(Dataset items)

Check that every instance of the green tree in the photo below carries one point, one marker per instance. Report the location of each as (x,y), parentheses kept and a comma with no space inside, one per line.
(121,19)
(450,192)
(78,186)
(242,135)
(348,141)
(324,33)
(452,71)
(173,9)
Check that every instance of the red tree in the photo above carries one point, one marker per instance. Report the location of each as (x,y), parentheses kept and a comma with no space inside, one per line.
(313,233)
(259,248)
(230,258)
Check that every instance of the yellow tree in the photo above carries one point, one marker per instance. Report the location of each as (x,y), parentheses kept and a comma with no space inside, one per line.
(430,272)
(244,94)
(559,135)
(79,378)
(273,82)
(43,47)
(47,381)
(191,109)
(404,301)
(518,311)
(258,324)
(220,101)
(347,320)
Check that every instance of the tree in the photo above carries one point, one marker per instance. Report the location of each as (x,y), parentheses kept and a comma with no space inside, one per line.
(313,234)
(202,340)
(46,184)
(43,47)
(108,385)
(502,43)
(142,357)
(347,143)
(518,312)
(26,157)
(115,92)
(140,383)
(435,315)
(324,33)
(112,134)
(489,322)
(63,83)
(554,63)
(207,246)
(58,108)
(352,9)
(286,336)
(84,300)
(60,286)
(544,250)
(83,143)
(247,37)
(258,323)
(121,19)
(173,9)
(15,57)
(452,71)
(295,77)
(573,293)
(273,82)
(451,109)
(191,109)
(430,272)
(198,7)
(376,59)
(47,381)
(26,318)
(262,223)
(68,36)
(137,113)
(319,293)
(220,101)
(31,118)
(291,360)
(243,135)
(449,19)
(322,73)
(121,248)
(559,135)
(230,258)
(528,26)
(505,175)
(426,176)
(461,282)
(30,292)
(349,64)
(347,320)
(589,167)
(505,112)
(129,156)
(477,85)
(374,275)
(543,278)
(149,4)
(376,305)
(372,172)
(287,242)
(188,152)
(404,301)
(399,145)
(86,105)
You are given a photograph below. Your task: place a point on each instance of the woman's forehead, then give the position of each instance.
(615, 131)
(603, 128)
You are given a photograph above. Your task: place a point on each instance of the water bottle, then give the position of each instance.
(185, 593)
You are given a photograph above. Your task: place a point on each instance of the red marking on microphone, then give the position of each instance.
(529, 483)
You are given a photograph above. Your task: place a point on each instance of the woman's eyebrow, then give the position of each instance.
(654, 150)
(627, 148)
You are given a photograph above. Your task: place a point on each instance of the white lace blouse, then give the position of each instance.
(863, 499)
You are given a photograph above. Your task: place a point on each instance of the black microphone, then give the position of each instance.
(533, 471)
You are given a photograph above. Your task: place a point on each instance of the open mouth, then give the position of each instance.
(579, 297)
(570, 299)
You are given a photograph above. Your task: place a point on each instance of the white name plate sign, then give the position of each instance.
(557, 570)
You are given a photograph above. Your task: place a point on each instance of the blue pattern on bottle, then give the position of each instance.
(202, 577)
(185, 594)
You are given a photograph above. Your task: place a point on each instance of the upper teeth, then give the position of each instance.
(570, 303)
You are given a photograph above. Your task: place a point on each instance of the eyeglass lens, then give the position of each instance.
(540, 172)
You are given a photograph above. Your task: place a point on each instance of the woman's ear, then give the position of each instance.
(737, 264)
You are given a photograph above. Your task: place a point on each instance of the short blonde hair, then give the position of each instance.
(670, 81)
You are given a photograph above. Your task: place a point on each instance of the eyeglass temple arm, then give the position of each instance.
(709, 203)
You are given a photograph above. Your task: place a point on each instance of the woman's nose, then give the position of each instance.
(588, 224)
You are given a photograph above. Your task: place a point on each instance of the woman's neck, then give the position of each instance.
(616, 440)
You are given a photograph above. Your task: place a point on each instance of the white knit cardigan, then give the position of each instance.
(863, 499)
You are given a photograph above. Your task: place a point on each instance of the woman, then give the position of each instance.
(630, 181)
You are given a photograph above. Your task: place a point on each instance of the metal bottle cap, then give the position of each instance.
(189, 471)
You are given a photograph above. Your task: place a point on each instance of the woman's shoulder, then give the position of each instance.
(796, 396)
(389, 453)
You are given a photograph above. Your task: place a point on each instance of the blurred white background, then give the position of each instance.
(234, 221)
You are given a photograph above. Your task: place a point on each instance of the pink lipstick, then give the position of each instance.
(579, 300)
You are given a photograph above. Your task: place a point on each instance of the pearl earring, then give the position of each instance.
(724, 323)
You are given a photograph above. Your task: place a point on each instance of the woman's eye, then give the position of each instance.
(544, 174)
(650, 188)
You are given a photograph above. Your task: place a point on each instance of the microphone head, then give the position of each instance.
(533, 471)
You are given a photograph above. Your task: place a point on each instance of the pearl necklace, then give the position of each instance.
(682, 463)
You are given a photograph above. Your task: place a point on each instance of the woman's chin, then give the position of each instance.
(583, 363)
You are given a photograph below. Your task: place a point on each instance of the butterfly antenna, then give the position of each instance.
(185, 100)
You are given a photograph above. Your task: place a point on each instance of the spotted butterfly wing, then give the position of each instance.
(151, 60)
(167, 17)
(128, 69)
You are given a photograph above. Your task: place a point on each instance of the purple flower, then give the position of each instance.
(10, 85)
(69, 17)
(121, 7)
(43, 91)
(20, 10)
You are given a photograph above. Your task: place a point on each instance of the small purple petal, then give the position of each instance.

◆ **ACTIVITY**: Take the lines from the one containing "antenna, then give the position of each instance." through the final line of the entries above, and set them down exactly, with nothing added.

◆ **TASK OUTPUT**:
You are given a photograph below. Your task: place a point on each instance of the butterfly antenna, then give the position of each instance.
(185, 100)
You are given a photograph above. Your task: place a point on each instance of the spotted butterfly wing, then give the position of each instance.
(151, 60)
(167, 17)
(128, 69)
You are given a photograph above. Your task: place a point on each instance of the purple flower, then give the position of each instance.
(10, 85)
(69, 17)
(121, 7)
(43, 91)
(20, 10)
You are given a photograph above. Your task: place a point on each instance of the small purple petal, then give the position of each instance.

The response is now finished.